_Dataset rows:_
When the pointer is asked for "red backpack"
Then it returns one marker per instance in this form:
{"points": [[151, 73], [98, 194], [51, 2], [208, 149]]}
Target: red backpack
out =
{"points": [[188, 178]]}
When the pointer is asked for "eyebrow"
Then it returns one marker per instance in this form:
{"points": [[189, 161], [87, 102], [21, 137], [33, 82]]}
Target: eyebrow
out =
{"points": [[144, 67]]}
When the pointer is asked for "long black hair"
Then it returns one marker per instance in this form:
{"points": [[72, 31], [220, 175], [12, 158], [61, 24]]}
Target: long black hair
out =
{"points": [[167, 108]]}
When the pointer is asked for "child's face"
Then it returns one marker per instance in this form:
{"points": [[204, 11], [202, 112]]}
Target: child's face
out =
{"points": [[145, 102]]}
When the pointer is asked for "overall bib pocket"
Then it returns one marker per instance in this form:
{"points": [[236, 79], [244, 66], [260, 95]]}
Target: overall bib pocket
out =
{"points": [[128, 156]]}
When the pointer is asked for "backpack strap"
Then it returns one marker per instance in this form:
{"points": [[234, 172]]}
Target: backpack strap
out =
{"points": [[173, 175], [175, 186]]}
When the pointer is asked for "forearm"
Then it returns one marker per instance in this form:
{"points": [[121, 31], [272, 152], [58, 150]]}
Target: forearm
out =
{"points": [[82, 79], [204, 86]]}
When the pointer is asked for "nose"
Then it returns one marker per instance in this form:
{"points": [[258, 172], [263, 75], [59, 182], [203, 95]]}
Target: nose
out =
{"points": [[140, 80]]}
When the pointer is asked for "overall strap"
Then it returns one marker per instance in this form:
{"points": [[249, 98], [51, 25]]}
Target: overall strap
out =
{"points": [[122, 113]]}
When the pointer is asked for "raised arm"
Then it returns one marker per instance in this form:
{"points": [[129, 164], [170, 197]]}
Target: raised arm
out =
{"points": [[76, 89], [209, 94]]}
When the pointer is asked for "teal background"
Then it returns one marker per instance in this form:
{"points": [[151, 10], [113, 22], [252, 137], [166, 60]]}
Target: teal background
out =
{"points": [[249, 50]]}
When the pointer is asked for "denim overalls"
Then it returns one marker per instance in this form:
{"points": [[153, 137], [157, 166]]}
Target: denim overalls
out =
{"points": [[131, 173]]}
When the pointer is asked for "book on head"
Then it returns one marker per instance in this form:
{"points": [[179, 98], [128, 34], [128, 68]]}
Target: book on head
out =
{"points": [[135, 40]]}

_Aim:_
Reproduce all the records precisely.

_Answer for the task:_
When the pointer is asked for "red backpack"
Then it returns one marker per instance in this form:
{"points": [[151, 73], [98, 194], [51, 2], [208, 149]]}
Target: red backpack
out =
{"points": [[188, 178]]}
When the pointer is asked for "eyebrow"
Then it returns one marker per instance in this form:
{"points": [[189, 161], [87, 102], [21, 137], [33, 82]]}
Target: eyebrow
out =
{"points": [[144, 67]]}
When the pointer is asked for "long black hair"
Then it returns one marker per instance in this form:
{"points": [[72, 31], [220, 175], [12, 158], [61, 24]]}
Target: long black hair
out =
{"points": [[167, 108]]}
When the pointer is asked for "child's face"
Then it returns one marker per instance in this form:
{"points": [[204, 11], [202, 112]]}
Target: child's face
out =
{"points": [[145, 102]]}
When the pointer is asked for "overall bib pocket"
Then it returns one marker per instance in this form:
{"points": [[236, 79], [244, 66], [260, 95]]}
Target: overall bib pocket
out =
{"points": [[128, 156]]}
When the pointer is asked for "backpack strap"
Then it returns one marker per instance in this form:
{"points": [[234, 172]]}
Target: backpack strap
out =
{"points": [[173, 175], [175, 186]]}
When the pointer is asked for "forearm"
Then it returns one marker per instance in this form:
{"points": [[121, 31], [272, 152], [58, 150]]}
Target: forearm
out =
{"points": [[82, 79], [204, 86]]}
When the pointer is asked for "nose"
Then it returns one marker per instance in this form:
{"points": [[258, 172], [263, 75], [59, 182], [203, 95]]}
Target: nose
out =
{"points": [[140, 80]]}
When the pointer is asked for "overall strap"
Then it returns one marker per instance in this form:
{"points": [[249, 98], [51, 25]]}
Target: overall strap
out =
{"points": [[122, 113]]}
When the pointer is asked for "raised arm"
Then it returns one marker per instance in this form:
{"points": [[129, 164], [170, 197]]}
Target: raised arm
out =
{"points": [[76, 89], [209, 94]]}
When the pointer is asked for "teal background"
Then it returns one marker per instance in this form:
{"points": [[151, 10], [113, 22], [252, 137], [166, 60]]}
Target: teal background
out =
{"points": [[249, 50]]}
When the pointer is asked for "denim overalls"
Then it returns one marker per instance in this form:
{"points": [[153, 137], [157, 166]]}
Target: denim overalls
out =
{"points": [[131, 173]]}
When the pointer is asked for "book on head"
Then it returns one marker per instance in this form:
{"points": [[179, 98], [128, 34], [128, 68]]}
Target: book on head
out =
{"points": [[135, 40]]}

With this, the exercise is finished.